(Location annotation dataset excerpts)
** start **

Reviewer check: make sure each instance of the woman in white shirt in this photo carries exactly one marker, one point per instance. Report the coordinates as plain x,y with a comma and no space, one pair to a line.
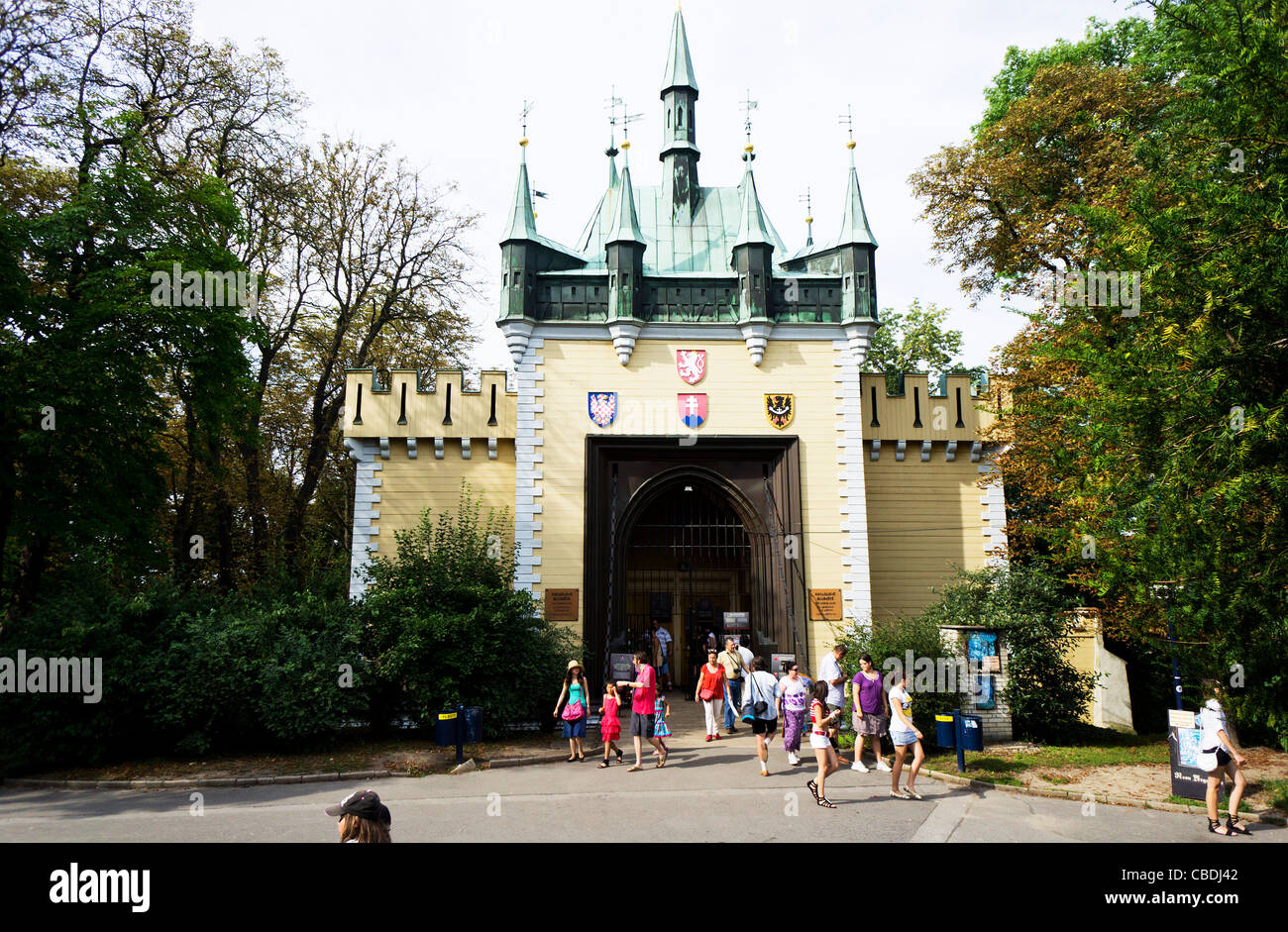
1218,750
905,733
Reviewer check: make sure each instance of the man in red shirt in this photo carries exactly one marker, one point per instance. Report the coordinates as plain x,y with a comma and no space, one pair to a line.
642,707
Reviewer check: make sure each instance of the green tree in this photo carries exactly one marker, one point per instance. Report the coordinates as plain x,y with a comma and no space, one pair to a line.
445,625
914,340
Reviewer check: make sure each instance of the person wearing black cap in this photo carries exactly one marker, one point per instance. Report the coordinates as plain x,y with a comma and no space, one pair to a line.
362,817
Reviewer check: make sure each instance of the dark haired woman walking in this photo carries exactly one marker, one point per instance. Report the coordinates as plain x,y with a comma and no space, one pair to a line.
1219,756
578,694
822,744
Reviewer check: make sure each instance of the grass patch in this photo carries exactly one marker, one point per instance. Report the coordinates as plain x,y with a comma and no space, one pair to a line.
1278,790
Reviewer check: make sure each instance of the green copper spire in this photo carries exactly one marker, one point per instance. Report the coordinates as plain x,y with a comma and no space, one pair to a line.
523,224
679,65
625,227
854,220
751,227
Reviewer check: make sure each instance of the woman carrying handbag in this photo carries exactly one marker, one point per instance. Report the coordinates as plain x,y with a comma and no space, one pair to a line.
709,692
1218,756
575,711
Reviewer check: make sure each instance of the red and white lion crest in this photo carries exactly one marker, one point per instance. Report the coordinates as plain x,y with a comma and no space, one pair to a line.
692,364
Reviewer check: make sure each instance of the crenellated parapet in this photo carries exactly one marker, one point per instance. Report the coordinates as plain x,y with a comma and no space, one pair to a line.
404,408
912,422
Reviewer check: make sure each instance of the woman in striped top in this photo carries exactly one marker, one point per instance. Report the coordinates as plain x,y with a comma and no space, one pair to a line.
822,744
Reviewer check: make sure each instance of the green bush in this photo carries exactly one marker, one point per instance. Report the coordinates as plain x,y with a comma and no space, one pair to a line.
183,673
889,645
443,625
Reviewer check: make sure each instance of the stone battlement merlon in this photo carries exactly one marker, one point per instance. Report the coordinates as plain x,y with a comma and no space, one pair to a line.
958,415
449,409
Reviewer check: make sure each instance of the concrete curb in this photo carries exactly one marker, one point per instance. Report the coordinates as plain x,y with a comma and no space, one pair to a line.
1269,816
200,782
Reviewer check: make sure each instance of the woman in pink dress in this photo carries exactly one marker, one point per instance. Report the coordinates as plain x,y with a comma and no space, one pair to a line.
609,727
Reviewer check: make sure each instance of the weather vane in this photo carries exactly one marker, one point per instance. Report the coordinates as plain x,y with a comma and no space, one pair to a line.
613,103
627,119
527,108
848,120
748,106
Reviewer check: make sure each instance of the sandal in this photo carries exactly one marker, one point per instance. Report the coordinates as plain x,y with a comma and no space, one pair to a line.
1214,824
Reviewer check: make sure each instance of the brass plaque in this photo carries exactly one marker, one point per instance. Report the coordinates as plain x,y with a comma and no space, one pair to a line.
824,605
562,605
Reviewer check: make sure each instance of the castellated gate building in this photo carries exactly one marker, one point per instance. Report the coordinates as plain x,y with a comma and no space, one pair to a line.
692,438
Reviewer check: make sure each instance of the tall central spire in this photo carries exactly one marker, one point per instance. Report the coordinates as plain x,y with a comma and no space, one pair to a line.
679,132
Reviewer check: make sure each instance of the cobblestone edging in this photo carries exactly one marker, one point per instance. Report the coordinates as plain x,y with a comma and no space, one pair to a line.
25,782
1270,817
200,782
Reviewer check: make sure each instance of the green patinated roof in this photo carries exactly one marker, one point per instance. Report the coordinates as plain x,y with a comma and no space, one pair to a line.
751,226
854,219
625,227
523,222
703,245
679,65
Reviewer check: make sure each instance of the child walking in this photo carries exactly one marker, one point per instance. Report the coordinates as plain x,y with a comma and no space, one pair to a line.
661,709
609,727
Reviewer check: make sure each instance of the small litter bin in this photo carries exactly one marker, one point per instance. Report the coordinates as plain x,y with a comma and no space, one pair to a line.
944,737
445,729
473,725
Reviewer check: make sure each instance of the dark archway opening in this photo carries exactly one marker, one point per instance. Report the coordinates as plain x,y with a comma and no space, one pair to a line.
687,533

** end **

• _Task description_
Quote the line that contains "Reviewer check: make sure each instance of the green patinated" and each line after it through the end of the data, exactly, leaving out everything else.

• _Exercise output_
Reviewer check: make sure each instance of the green patinated roof in this photo carries exactly one marker, one point per instance. Report the coordinates as plain x,y with a comma and no space, one pair to a line.
751,226
854,219
625,227
523,222
703,245
679,65
Reviewer check: make sure each instance of the child walking in this photo carries exactly one marker, one point per instance. Report the coordinates as plain x,y with a comma and no space, one pair to a line.
661,709
609,727
Reviewer check: make sure each instance of the small litter bin in this photo carries exactly one marker, one point per instance. Report the coordinates as plain x,y with a comma and no space, one pair to a line.
944,737
445,729
473,725
Reviewer check: make sure each instance of the dark archway opening in this photo carries exactly one marker, one point per instance. Report the coordinates as plain x,y with a comma and no space, one pair to a line.
687,533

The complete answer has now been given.